*Excerpted data*
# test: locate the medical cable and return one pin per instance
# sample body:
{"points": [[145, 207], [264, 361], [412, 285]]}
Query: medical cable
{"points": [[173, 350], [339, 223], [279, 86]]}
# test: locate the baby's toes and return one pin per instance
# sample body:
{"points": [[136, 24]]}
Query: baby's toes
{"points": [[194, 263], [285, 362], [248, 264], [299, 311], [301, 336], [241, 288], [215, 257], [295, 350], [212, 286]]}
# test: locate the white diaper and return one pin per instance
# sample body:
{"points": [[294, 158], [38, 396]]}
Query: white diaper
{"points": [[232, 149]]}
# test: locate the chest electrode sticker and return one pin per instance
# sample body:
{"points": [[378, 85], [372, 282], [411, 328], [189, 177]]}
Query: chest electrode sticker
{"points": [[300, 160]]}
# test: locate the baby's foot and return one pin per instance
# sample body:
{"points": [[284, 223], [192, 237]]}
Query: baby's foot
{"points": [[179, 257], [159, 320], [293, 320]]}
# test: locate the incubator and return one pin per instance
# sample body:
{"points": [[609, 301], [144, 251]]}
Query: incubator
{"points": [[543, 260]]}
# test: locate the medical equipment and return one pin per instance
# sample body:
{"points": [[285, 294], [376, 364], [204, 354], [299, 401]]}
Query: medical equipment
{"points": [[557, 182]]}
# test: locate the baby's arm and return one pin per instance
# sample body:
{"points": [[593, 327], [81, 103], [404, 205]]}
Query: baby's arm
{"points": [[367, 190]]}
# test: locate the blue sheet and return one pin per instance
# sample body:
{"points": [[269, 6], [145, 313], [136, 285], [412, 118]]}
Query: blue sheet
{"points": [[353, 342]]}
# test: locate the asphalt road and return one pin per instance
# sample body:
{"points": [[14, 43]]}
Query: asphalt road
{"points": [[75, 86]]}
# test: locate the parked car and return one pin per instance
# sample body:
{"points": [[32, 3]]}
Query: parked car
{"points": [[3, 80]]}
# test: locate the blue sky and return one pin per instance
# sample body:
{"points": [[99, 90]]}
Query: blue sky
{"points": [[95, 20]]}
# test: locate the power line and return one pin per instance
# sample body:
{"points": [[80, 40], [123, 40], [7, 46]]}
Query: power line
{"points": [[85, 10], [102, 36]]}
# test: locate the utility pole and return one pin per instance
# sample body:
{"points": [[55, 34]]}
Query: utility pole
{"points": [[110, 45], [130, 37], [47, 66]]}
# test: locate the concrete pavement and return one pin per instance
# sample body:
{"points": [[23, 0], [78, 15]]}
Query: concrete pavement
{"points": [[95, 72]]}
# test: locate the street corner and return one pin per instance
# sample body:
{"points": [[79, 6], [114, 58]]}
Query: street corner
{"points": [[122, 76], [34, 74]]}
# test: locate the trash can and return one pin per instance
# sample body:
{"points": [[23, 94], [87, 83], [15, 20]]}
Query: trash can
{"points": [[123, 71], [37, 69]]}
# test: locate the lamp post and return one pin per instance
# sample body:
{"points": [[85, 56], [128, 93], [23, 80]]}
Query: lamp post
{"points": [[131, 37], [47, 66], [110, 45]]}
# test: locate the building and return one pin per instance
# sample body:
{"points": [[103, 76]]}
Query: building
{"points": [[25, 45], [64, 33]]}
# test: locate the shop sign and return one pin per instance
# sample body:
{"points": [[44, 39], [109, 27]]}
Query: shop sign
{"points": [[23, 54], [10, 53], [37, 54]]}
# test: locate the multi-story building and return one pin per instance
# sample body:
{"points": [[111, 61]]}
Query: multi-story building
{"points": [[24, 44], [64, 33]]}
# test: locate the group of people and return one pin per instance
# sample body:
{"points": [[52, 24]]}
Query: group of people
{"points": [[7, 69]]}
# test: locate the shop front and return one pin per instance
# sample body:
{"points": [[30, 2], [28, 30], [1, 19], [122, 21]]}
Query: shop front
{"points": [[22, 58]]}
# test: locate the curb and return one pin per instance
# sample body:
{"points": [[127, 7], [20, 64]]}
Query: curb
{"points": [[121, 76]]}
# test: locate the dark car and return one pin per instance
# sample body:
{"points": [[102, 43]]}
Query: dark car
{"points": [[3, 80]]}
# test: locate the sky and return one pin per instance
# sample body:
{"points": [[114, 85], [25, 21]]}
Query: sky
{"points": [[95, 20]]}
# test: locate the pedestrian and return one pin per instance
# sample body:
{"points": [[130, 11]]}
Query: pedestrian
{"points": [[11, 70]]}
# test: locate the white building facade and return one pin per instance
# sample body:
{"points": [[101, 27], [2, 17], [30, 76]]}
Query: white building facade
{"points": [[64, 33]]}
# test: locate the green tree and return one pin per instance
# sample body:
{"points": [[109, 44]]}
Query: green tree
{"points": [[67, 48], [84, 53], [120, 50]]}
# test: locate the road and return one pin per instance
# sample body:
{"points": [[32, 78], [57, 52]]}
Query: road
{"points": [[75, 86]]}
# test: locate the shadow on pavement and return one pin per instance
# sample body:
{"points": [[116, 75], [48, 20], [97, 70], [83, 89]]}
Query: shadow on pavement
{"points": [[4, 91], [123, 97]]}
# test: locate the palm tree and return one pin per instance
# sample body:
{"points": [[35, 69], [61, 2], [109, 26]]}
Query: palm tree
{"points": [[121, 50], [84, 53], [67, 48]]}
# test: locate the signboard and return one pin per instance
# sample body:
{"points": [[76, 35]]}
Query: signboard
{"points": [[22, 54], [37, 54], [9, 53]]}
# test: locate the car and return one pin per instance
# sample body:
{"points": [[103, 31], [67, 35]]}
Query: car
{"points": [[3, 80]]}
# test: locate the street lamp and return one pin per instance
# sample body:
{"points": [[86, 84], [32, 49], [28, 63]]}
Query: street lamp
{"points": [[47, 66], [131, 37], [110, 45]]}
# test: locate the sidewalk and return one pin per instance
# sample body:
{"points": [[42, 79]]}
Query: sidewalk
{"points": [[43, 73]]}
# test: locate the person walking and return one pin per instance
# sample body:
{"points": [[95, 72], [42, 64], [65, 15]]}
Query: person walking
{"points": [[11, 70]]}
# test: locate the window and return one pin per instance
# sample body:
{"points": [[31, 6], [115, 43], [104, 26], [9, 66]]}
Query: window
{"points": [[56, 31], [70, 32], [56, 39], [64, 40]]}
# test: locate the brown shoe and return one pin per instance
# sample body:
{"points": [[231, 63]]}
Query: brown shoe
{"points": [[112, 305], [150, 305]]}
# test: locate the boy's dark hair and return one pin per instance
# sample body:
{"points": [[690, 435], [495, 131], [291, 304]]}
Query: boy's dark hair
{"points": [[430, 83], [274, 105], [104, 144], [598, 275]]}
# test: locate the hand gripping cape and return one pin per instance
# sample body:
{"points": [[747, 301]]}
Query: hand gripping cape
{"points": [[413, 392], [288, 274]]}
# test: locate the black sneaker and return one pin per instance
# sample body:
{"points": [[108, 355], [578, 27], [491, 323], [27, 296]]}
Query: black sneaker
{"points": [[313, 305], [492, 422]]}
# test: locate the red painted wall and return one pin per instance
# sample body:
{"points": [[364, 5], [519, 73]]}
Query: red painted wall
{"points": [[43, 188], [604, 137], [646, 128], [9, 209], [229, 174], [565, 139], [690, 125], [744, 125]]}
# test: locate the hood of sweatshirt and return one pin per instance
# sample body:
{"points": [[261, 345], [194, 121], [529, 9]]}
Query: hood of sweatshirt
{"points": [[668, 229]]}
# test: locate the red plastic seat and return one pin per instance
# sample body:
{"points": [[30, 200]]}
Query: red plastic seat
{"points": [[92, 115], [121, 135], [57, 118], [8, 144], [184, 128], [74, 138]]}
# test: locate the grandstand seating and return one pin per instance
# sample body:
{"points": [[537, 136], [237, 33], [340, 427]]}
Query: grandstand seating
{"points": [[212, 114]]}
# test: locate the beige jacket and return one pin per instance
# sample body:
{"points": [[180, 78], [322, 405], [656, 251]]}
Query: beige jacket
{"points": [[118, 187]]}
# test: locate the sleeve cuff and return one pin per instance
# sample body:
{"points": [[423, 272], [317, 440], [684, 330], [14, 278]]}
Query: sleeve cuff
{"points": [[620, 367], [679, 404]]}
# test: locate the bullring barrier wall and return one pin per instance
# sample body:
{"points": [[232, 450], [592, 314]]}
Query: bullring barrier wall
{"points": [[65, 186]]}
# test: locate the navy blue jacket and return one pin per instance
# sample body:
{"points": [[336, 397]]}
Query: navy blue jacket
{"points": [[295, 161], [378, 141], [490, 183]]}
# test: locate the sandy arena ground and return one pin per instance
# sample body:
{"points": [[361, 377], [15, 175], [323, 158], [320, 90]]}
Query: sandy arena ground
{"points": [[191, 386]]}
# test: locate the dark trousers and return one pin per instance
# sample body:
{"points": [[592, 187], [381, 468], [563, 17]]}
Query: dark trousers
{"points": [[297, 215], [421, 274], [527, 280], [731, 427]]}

*To do*
Starting at the line that contains "# test: locate the grandstand", retype each line through the end of the listing above and nothing else.

*Right answer*
# test: locate the grandstand seating and return one pin per instance
# sample body:
{"points": [[537, 136], [237, 33], [340, 427]]}
Query: grandstand seating
{"points": [[212, 114]]}
# test: locate the beige jacket and return one pin per instance
# sample body:
{"points": [[180, 78], [322, 405], [656, 251]]}
Query: beige jacket
{"points": [[118, 187]]}
# test: locate the sleeve cuff and return one pin per instance
# sample body:
{"points": [[423, 272], [317, 440], [684, 330], [14, 278]]}
Query: sleeve cuff
{"points": [[620, 367], [679, 404]]}
# test: locate the bullring barrier wall and return one pin per instance
# sample body:
{"points": [[232, 450], [592, 314]]}
Query: bullring barrier wall
{"points": [[65, 186]]}
# test: locate the navy blue jacket and return one pin per instance
# sample body:
{"points": [[336, 397]]}
Query: navy blue jacket
{"points": [[295, 161], [378, 141], [490, 183]]}
# test: locate the sandy arena ground and return one pin per instance
# sample body:
{"points": [[361, 377], [15, 175], [323, 158], [320, 90]]}
Query: sandy arena ground
{"points": [[191, 386]]}
# test: locate the dark trousers and return one pin per instance
# sample body:
{"points": [[592, 187], [381, 468], [563, 17]]}
Query: dark trousers
{"points": [[297, 215], [421, 274], [527, 280], [731, 427]]}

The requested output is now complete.